**Given exercise A**
Using the National Defence committee transcript below, decide whether each statement agrees with it: (i) McKay says most grievances have a compelling public policy reason for being kept private; (ii) Harris says the only addition is "make public without delay"; (iii) McKay names building a body of precedent as a reason to support the amendment. Answer yes or no for each and quote the words that decide it.
**Given exercise B**
Pick up the National Defence committee transcript below at its final line and write what comes next.

**Document text**
Evidence of meeting #67 for National Defence in the 41st Parliament, 1st Session. (The original version is on Parliament’s site, as are the minutes.) The winning word was grievance.

A recording is available from Parliament.

On the agenda

MPs speaking

Also speaking

Michael R. Gibson  Deputy Judge Advocate General of Military Justice, Office of the Judge Advocate General, Department of National Defence

4:20 p.m.

NDP

Jack Harris NDP St. John's East, NL

The only addition is “make public without delay”. The effect is really just to add “and make public without delay”. The reason it takes two lines is because—

4:20 p.m.

Conservative

The Chair Conservative James Bezan

—it jumbles up the lines.

4:20 p.m.

NDP

Jack Harris NDP St. John's East, NL

Yes, it jumbles—

4:20 p.m.

Conservative

The Chair Conservative James Bezan

I'll let Mr. Alexander look at that.

Mr. McKay.

4:20 p.m.

Liberal

John McKay Liberal Scarborough—Guildwood, ON

I support this amendment for the simple reason that any adjudicator who is worth his or her salt should be able to make a reasoned decision, and should be able to withstand public scrutiny of that decision and should be able to set forth the facts, and the law, and the rationale for the decision.

I see no good reason for keeping anything private unless there is some compelling public policy reason, and I would dare say that most grievances have no compelling public policy reason for keeping them out of the sight of the public.

The additional reason that I would support the amendment is that it provides a body of precedent. Any adjudicator wants to look at how his or her colleagues have made similar decisions on similar fact situations over time. If, in fact, there is no basis on which these kinds of decisions are made public, then there is no basis for developing, if you will, a body of jurisprudence. If there is no body of jurisprudence then there is built-in inconsistency in decision-making, so individual A will make a decision, and on a similar set of facts decision-maker B will make a completely opposite decision.

It's good for the adjudicator, it's certainly good for the soldiers, and it's good for the public to see the basis for these kinds of decisions, what facts are accepted, what facts are not accepted, what decision is made, the rationale for the decision, and ultimately being able to defend the decision in public.

4:20 p.m.

Conservative

The Chair Conservative James Bezan

Mr. Alexander.

4:20 p.m.

**Data extract**
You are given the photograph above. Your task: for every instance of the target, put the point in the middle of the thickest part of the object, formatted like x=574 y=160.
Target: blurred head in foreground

**Task result A**
(i) No: "most grievances have no compelling public policy reason for keeping them out of the sight of the public."
(ii) Yes: "The only addition is “make public without delay”."
(iii) Yes: "The additional reason that I would support the amendment is that it provides a body of precedent."

**Task result B**
Conservative

Chris Alexander Conservative Ajax—Pickering, ON

Chair, there is no current requirement and there is no acceptable rationale for making public the reasons for decisions in every grievance. There are far-reaching privacy considerations that govern a large number of grievances, and by requiring the Chief of the Defence Staff to make public reasons for the decision in each one of the cases outlined in this amendment we would be placing that person in an irresolvable and impossible position with respect to the privacy rights of people, which are protected by robust legislation in this country, or in respect of the amended National Defence Act.

For that reason, we're opposed to the amendment.

4:20 p.m.

Conservative

The Chair Conservative James Bezan

I have Mr. Harris and then Mr. McKay.

4:20 p.m.

NDP

Jack Harris NDP St. John's East, NL

I'm surprised to hear Mr. Alexander say a large number of grievances are affected by this. We're talking about the Chief of the Defence Staff overruling the grievance board. I wouldn't say that happens a hell of a lot of the time, to be honest with you.

But it's important to know that when we have what we're now going to be calling the external review board, it is designed to provide external independent determination of a grievance of a Canadian Forces member. To go through this whole process of having the grievance determined by an external review board after being denied through the chain of command, suppose that person wins at the external review board and the CDS says no. Isn't the requirement of reason by itself not enough if the reasons only go to the griever?

But there is a public interest in knowing whether or not, and why, something that has gone so far as to be adopted by the external review board for the purpose of ensuring independence is now being overturned. There is a right to know there.

As for the second consideration on the other side—the grievance being submitted by a military judge—it's clearly in the interest of transparency to know what the outcome is when the CDS is making a decision with respect to a military judge. Any interference with the privacy of the military judge who is involved is overridden by the necessity of ensuring the public and the members of the military community in particular know of the independence of military judges.

This might be the provision that would save the issue of independence of the judges if there is publicity and transparency with respect to how the CDS deals with grievances, that it is not being done behind closed doors. If it's something that would clearly not be deemed by a court to interfere with independence, you'd then know that because you'd know what the decision was, it would be publicly available, and it would be part of whatever challenge went to the court.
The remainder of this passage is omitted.